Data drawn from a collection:
┌──
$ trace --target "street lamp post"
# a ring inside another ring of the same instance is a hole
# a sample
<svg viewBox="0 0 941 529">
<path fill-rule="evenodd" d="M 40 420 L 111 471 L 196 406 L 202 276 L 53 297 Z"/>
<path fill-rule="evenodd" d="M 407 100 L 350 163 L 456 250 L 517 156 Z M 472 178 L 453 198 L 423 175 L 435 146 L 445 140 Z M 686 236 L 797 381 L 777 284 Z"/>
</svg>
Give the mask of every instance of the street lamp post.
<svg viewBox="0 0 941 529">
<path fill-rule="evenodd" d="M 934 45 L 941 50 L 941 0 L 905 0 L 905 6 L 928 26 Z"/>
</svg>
└──
┌──
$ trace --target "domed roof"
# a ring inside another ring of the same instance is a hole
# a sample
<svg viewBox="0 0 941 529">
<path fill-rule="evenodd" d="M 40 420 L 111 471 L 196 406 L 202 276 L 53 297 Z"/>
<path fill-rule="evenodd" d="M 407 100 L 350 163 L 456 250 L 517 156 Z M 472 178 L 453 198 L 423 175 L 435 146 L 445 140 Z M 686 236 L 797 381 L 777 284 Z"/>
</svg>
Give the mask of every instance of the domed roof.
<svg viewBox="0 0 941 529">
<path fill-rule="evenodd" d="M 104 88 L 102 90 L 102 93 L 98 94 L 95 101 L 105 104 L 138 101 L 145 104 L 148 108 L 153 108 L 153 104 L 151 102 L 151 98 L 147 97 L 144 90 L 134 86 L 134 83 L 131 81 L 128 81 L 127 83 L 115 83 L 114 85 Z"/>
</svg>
└──
Which lines in the rows contain the string "instance", with case counting? Pick out each one and copy it in full.

# a ring inside another ring of the same instance is a hole
Give the mask of every instance of the street lamp post.
# a ring inside another ring of the same instance is a hole
Give the mask of every instance of the domed roof.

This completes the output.